Plebe Training, similar to boot camp in the summer trains the soldiers to push to their limits. This high intensity helps the soldiers become stronger to ensure they become the best leader possible.
Training next to future fighter pilots and seeing results from hard work training seems to make for an accomplishment to the soldiers.
Williams relied on religion during training, with this becoming an important or reward that couldn’t be ignored in his life. He said whether people believe in religion of a higher power or not, having a reliance helps get through hard times in life.
Williams said “If I were to have chosen a different college or university, I would still be challenged in a multitude of ways, but I always would have felt that something was missing.”
During his time at Olathe East, Williams said that all of the academics were top notch, but he especially loved the Math and English Departments as in his opinion are the two most important subjects to prepare for the future.
Olathe East stood as a model leadership place for Williams to study. From baseball to Spanish National Honor Society, every student has potential to succeed.
For high schoolers preparing for the future, Williams said not to treat yourself as a victim, as people are not against you. The way to help yourself is to keep working harder to get yourself ahead.
Williams said “I can promise that if you prioritize your personal development, you will be not only happy, you will be content. Anyone can be happy; happiness is purely physical, it’s what you feel after your favorite meal. To be content is a mindset, and it only occurs when you feel successful in all aspects of your life. So my advice is to put your head down, cast aside the criticism, and work towards transforming all the potential you have into a successful future.”
Since the last time Ashlynn Mims, Thomas Williams, and Julie Burton were interviewed last year, changes have taken place.
Ashlynn Mims switched positions in her job at KCPR channel 2 news, and she now is in charge of writing articles for online, and helps manage the station’s social media accounts.

**What you need to do**.
a) According to the article about Thomas Williams, which two departments at Olathe East did Williams especially love?
b) Reproduce the article about Thomas Williams from "For high schoolers" to "get yourself ahead.".
c) Take the article about Thomas Williams further, starting after its final sentence.

**Data shown**.

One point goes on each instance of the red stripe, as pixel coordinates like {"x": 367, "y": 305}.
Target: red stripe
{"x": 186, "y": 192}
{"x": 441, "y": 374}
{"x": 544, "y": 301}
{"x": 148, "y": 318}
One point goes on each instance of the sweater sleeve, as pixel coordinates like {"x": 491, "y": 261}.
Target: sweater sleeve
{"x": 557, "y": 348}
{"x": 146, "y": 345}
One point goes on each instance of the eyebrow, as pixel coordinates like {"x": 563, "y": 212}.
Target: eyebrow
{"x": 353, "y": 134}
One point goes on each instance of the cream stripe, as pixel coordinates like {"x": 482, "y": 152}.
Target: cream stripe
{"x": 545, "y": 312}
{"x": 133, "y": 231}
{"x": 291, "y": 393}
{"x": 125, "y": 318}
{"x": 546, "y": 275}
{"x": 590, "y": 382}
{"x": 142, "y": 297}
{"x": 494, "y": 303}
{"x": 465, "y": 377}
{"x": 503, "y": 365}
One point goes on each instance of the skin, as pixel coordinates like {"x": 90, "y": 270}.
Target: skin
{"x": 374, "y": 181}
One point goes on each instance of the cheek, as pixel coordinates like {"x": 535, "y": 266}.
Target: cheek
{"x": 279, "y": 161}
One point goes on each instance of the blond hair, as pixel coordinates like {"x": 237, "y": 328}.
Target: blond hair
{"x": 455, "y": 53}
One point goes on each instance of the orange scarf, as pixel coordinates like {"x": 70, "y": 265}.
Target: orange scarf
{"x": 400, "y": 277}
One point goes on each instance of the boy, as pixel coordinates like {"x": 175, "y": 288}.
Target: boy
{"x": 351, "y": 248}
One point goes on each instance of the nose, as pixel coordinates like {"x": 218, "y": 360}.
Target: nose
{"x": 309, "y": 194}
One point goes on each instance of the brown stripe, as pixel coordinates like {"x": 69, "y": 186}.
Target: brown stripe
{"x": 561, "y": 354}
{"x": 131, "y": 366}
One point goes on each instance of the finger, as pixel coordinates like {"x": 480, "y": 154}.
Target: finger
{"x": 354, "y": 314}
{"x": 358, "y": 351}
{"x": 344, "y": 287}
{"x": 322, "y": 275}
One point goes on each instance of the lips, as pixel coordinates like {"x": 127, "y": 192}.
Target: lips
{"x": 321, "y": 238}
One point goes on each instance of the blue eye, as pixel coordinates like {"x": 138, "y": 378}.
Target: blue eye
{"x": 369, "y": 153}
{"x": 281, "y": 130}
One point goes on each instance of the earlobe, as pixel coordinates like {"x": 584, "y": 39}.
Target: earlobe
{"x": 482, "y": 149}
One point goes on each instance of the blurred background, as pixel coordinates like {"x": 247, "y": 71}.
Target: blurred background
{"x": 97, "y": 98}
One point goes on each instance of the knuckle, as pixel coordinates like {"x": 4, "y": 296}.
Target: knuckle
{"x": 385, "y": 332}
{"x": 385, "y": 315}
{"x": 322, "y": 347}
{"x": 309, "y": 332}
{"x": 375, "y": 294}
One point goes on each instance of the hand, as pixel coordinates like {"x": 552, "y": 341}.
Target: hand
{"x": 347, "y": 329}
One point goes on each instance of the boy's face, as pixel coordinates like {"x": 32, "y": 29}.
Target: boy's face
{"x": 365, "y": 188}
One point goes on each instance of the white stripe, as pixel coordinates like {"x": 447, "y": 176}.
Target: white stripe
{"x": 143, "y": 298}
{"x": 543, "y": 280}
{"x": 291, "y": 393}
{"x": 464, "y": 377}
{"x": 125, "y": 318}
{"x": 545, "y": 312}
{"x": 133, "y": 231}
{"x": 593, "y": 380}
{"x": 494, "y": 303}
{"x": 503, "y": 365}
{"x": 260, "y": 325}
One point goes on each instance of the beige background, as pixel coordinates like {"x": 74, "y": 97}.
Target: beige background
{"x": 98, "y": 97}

**Activity answers**.
a) The Math and English Departments.

b)
For high schoolers preparing for the future, Williams said not to treat yourself as a victim, as people are not against you. The way to help yourself is to keep working harder to get yourself ahead.

c)
Mims said “There is never a dull moment in news. It is fun, but it is difficult at times.”
Julie Burton still writes for her blog, and one new adventure that she steps out with is becoming an author with her first book.
Thomas Williams still remains as a Midshipman(student) in the Naval Academy in Annapolis, Maryland. Last year Williams was a Midshipman fourth class, and this year he steps ranks to be a Midshipman third class.
Williams is one of six sophomore staff leaders who are responsible for training fourteen freshman this year. Everyone is required to wear a uniform, and help with collateral duties.
The Naval Academy takes the summer months of most student’s summer break to train future and current Midshipman on how the school will work, and to see if it will be the right fit for them.
Last summer, Williams was flown to Pearl Harbor, Hawaii where he spent two weeks working on an aircraft carrier. This summer, he will be going to Raytheon Missile Systems in Tuscon, Arizona working with tactile missiles.
Some extra benefits to the new rank are that they can leave more often on the weekends, they don’t have to get until 6:45, an extra hour from the previous 5:45 awakenings.
Williams is enrolled in 21 credit hours for school this year, which proves that he still keeps busy.
One fun event that the people in the Naval Academy like to joke around with is the Brigade of Midshipman where 4500 students march in formation to lunch.
Williams said, “This is a big tourist attraction, so the joke here is that people come from a thousand miles away to watch us go to lunch.”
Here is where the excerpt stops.